▶ **WHAT YOU SHOULD DO**: Reproduce the lines from the one containing "Return the mask of every instance of the man in striped" through the end of the records, inclusive, with "striped" changed to "checkered" and nothing else altered.

####

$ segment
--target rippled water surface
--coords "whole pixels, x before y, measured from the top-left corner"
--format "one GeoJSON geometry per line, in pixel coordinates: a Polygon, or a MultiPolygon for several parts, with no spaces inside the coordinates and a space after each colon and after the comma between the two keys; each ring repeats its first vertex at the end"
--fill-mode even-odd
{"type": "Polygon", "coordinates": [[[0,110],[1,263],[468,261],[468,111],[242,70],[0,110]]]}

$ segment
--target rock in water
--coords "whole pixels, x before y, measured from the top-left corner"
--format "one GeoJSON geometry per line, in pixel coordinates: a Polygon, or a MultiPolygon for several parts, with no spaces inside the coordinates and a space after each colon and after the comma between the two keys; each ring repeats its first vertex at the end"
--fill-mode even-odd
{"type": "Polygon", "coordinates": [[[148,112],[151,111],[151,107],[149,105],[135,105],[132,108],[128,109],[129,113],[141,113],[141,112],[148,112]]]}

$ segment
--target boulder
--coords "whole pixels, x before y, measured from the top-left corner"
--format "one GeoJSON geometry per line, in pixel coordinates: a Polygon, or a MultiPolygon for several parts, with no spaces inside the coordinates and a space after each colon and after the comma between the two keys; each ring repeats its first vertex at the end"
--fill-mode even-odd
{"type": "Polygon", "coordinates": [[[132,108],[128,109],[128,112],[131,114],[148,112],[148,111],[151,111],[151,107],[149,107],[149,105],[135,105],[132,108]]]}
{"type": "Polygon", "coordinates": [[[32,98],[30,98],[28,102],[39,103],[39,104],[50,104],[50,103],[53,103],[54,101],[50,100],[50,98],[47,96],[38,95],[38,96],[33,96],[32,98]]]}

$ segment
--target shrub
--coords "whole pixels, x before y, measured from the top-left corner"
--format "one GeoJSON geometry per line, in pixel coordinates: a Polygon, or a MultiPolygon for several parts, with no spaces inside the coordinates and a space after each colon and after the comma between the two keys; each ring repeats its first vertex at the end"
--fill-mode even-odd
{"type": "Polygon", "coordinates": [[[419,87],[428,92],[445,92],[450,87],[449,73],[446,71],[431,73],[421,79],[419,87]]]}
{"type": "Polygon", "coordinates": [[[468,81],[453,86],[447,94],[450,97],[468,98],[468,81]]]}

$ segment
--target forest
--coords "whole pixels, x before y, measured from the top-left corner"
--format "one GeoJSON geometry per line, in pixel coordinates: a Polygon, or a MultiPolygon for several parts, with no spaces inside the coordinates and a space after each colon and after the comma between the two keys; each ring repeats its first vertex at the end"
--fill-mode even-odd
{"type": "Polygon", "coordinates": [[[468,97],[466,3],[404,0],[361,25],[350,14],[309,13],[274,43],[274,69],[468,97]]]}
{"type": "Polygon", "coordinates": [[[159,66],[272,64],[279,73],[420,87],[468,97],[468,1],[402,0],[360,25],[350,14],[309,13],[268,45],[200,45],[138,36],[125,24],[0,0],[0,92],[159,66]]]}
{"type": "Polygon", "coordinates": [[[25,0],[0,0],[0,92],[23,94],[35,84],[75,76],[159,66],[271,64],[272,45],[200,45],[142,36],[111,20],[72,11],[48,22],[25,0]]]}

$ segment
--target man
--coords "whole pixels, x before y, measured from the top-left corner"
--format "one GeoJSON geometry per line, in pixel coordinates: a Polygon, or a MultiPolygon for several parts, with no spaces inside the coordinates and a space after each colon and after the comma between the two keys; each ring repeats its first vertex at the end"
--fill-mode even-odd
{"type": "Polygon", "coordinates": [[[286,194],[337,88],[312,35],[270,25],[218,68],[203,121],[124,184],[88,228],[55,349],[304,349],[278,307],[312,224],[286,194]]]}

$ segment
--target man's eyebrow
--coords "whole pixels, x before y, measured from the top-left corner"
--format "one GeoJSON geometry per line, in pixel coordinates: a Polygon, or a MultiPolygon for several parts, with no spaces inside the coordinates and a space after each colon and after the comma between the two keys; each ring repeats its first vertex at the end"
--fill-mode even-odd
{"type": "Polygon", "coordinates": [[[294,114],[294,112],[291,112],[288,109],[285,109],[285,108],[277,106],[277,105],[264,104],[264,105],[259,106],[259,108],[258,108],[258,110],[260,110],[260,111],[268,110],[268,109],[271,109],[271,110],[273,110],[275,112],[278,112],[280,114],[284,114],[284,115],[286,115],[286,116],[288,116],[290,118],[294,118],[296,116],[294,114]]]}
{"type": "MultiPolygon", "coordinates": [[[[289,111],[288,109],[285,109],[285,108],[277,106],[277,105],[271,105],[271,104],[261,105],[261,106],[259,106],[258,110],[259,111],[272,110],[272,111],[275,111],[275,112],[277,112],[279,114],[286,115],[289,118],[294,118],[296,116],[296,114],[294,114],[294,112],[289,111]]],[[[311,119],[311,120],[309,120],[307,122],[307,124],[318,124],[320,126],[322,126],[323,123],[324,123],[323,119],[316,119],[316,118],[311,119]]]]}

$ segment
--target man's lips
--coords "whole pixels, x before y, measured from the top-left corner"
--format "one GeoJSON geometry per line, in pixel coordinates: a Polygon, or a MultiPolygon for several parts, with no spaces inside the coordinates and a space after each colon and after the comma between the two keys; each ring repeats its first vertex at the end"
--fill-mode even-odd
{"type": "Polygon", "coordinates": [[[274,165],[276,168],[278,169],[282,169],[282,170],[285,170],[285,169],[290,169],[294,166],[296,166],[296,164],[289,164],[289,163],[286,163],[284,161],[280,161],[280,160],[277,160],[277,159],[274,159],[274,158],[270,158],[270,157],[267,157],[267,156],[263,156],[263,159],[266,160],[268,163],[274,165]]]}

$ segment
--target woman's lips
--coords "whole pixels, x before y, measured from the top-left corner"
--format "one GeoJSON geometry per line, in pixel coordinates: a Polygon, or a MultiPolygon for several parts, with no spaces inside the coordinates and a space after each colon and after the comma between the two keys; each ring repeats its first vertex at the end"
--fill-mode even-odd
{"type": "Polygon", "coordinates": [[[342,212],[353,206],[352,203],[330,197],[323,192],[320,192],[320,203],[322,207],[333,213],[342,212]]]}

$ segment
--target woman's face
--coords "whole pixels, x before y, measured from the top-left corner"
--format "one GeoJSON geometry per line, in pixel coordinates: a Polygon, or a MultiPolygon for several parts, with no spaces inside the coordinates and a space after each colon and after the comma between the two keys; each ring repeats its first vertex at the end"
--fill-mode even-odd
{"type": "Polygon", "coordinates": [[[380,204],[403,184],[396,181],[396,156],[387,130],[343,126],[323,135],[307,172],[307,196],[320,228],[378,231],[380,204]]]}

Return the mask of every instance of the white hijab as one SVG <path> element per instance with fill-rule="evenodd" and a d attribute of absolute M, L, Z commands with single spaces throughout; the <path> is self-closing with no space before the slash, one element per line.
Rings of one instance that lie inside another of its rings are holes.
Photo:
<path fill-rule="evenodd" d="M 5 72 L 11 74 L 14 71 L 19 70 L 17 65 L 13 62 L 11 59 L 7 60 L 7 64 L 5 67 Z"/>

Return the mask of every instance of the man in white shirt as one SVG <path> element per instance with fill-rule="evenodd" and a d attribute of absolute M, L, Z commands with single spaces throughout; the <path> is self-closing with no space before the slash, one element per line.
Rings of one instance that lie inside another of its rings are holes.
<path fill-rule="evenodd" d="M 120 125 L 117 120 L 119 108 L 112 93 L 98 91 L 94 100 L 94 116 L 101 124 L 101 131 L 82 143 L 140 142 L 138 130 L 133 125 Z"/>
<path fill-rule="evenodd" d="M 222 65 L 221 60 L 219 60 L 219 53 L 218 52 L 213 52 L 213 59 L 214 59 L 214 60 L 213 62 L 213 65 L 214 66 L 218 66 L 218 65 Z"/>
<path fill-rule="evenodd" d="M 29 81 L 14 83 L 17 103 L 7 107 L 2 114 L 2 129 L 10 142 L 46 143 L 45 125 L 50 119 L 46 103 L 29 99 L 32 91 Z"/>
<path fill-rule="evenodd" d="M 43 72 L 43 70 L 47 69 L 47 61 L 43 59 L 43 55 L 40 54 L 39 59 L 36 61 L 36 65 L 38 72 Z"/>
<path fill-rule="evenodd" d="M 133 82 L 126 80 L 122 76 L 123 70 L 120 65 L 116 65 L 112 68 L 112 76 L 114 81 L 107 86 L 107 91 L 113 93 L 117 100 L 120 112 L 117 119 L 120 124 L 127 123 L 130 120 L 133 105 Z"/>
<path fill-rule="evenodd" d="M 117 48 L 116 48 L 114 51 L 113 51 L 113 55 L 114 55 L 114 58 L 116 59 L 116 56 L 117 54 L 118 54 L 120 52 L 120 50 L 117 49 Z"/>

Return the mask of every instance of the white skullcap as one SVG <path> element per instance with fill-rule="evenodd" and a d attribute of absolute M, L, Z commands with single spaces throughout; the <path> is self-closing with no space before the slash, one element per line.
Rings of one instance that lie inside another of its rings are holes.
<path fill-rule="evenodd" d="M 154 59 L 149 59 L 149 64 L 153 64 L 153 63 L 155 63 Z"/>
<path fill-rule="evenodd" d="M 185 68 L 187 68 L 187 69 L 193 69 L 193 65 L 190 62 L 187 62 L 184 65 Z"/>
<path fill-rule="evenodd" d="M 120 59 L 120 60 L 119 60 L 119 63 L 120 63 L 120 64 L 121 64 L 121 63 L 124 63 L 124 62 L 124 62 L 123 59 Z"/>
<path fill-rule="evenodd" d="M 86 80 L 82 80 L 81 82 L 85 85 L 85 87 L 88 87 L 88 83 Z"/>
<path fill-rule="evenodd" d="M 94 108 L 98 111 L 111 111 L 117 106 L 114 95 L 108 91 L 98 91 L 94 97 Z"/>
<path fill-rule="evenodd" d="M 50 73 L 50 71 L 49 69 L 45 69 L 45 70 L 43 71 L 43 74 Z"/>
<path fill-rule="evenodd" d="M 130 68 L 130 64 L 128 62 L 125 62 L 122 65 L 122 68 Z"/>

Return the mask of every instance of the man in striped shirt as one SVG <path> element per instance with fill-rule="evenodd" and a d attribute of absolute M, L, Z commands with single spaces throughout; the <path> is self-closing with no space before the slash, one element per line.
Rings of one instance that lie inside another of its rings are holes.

####

▶ **OUTPUT OF THE EXERCISE**:
Return the mask of every instance of the man in checkered shirt as one SVG <path> element per instance with fill-rule="evenodd" and a d attribute of absolute M, L, Z commands with single spaces throughout; the <path> is self-closing with no space before the slash, one element per line.
Rings of one instance that lie inside another of its rings are holes.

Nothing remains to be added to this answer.